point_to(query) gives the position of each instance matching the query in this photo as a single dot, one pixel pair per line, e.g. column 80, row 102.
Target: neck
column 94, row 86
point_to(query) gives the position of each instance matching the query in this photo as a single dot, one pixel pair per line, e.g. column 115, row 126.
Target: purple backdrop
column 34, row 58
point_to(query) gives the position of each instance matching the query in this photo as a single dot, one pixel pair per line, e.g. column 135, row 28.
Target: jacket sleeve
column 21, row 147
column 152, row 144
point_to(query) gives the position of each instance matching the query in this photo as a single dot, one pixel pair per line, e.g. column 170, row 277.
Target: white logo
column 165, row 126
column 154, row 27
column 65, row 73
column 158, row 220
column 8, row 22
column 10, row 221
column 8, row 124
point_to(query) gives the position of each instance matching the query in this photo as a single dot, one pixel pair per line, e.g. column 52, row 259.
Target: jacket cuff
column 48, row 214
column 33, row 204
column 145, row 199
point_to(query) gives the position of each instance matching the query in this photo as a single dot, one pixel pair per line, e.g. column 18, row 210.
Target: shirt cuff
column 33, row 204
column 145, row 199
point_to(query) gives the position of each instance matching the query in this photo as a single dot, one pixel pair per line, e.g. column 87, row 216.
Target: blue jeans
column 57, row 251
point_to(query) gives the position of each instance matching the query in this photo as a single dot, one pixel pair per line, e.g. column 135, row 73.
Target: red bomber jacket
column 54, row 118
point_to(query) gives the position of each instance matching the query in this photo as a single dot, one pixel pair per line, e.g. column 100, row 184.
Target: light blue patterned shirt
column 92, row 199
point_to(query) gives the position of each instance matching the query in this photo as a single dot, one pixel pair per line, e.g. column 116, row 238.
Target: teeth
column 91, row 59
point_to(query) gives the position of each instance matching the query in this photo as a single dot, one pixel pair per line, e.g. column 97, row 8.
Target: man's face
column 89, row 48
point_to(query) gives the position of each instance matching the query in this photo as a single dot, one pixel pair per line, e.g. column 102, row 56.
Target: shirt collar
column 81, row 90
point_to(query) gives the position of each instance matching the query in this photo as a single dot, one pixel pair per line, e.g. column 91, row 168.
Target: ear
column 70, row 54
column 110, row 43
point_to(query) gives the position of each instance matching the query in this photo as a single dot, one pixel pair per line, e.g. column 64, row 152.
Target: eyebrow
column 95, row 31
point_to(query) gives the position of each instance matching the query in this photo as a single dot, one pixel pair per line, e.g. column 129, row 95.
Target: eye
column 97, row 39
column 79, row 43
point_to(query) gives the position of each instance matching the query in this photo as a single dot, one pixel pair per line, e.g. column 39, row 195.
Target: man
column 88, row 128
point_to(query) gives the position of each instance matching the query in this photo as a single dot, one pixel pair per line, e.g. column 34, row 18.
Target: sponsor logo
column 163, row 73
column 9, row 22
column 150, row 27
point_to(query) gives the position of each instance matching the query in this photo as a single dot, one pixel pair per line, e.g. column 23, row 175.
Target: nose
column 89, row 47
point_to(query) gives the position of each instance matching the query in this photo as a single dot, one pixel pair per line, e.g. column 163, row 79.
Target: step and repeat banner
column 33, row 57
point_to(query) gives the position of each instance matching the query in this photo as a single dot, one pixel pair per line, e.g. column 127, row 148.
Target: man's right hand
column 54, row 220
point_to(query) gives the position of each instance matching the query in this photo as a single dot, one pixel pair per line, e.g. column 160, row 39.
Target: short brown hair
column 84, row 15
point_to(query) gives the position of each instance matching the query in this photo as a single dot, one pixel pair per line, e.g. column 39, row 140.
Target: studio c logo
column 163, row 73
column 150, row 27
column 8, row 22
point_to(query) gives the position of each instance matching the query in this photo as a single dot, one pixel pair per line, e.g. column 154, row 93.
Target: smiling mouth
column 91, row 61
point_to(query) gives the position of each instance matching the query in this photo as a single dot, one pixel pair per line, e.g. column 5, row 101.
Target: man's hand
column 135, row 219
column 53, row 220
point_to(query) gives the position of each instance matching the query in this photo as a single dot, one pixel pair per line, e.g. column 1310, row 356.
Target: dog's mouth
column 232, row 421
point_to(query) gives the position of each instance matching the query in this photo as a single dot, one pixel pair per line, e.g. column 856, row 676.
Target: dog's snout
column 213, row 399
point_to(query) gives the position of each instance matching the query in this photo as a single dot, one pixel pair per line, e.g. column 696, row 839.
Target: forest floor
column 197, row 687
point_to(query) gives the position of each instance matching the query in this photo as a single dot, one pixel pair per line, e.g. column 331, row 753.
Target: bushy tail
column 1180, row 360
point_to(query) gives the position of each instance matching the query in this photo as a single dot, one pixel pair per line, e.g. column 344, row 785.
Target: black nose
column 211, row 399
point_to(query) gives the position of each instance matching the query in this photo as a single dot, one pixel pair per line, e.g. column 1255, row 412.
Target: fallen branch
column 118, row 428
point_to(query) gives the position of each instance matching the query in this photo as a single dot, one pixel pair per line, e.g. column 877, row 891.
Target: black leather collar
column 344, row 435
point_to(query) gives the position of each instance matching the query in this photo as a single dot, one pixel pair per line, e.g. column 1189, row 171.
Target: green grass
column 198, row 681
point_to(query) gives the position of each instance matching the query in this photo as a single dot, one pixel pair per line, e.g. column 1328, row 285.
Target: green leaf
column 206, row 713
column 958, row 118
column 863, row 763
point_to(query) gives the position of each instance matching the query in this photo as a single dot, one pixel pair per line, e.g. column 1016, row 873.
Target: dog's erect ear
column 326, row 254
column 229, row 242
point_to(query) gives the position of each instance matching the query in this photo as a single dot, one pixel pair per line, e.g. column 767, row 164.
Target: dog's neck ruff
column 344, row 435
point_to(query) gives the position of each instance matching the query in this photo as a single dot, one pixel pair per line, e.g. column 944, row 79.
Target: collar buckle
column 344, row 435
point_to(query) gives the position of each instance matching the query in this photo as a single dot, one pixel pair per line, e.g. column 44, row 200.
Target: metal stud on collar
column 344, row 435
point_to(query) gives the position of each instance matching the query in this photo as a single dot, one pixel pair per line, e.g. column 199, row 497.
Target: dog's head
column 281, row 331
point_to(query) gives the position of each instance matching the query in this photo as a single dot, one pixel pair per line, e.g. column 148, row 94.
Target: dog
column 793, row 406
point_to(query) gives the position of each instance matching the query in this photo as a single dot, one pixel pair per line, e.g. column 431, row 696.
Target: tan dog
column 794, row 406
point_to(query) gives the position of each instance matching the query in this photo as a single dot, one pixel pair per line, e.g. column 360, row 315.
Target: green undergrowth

==

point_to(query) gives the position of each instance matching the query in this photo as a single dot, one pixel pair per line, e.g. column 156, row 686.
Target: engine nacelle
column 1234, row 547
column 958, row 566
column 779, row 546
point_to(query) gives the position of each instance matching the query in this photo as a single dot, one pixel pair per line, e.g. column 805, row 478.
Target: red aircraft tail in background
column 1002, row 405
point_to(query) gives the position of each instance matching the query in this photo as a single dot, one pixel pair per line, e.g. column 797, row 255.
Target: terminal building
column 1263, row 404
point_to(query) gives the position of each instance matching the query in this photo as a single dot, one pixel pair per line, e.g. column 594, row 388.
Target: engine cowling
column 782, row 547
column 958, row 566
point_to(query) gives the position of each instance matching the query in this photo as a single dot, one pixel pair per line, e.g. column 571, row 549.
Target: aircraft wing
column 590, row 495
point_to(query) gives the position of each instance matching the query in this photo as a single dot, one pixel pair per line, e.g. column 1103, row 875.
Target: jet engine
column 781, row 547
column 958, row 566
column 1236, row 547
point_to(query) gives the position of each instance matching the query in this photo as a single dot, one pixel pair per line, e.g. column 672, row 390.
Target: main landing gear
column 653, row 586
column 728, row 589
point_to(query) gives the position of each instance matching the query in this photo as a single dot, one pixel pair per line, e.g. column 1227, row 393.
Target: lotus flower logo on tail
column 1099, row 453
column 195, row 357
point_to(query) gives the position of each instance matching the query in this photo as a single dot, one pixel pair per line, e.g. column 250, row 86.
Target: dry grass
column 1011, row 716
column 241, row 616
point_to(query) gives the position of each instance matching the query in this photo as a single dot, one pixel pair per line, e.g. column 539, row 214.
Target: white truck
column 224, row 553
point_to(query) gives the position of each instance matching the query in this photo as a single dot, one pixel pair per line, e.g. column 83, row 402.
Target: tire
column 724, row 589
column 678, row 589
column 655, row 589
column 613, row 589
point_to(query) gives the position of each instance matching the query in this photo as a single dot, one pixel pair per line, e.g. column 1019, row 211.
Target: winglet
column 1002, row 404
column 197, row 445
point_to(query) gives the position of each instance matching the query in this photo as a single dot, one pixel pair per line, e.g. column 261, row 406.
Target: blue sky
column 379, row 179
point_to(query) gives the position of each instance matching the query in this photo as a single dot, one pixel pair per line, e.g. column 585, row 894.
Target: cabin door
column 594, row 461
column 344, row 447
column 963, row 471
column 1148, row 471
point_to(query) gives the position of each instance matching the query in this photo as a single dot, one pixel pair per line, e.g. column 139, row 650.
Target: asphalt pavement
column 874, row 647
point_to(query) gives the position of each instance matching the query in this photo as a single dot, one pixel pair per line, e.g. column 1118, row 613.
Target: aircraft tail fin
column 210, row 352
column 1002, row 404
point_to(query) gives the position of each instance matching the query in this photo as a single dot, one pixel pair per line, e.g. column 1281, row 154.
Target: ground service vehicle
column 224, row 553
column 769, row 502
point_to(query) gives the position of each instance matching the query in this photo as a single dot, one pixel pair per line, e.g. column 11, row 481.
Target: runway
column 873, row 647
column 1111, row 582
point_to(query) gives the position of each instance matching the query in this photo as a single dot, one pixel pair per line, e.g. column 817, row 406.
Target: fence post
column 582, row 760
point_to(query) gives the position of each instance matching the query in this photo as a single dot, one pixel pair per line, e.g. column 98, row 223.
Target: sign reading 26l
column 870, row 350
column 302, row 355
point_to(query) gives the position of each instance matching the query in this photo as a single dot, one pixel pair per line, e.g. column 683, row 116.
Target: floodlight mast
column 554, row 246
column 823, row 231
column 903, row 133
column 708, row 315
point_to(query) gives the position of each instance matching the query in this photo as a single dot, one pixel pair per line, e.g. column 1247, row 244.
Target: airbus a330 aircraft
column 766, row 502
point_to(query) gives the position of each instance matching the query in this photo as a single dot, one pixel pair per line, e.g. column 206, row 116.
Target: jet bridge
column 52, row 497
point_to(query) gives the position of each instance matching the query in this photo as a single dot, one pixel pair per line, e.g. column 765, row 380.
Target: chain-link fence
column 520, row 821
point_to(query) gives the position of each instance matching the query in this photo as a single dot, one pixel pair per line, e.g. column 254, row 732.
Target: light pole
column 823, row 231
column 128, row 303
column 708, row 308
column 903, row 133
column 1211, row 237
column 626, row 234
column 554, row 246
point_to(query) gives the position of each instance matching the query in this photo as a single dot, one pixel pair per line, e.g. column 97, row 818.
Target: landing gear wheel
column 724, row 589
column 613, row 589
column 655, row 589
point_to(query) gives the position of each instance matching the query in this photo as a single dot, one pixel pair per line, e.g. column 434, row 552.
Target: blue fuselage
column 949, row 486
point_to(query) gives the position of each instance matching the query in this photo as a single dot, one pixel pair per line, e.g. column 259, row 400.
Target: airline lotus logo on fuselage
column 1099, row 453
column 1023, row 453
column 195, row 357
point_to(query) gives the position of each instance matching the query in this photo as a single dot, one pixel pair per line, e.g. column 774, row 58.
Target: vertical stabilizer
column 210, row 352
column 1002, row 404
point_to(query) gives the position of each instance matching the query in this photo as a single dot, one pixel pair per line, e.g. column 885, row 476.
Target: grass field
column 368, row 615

---

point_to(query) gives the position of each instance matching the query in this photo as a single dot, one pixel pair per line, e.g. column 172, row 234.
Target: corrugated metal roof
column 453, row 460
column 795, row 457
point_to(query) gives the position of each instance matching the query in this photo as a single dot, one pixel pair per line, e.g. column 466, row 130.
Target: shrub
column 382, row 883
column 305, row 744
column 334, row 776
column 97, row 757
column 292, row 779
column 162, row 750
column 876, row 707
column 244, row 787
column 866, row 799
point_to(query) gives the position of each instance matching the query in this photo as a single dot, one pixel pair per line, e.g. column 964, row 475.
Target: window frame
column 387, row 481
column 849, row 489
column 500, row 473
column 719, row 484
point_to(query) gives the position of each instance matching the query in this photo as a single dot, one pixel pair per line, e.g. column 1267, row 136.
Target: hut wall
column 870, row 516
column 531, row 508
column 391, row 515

REQUIREMENT:
Output, from the data above, the lines from the line with "Target: dog's head" to the line with "Target: green undergrowth" exactly as they stand, both ends included and nothing else.

RESPONSE TO THE EXERCISE:
Target: dog's head
column 281, row 331
point_to(query) gives the position of each instance matching the query in this photo as a single dot, one pixel pair per line, e.g. column 148, row 94.
Target: dog
column 793, row 406
point_to(query) gives the position of each instance matching the query in this photo as a single dot, one pixel pair per line, e.g. column 431, row 696.
Target: tan dog
column 794, row 406
point_to(query) gives the position of each instance matching the query in this photo as a single dot, one pixel pair per line, e.g. column 360, row 315.
Target: green undergrowth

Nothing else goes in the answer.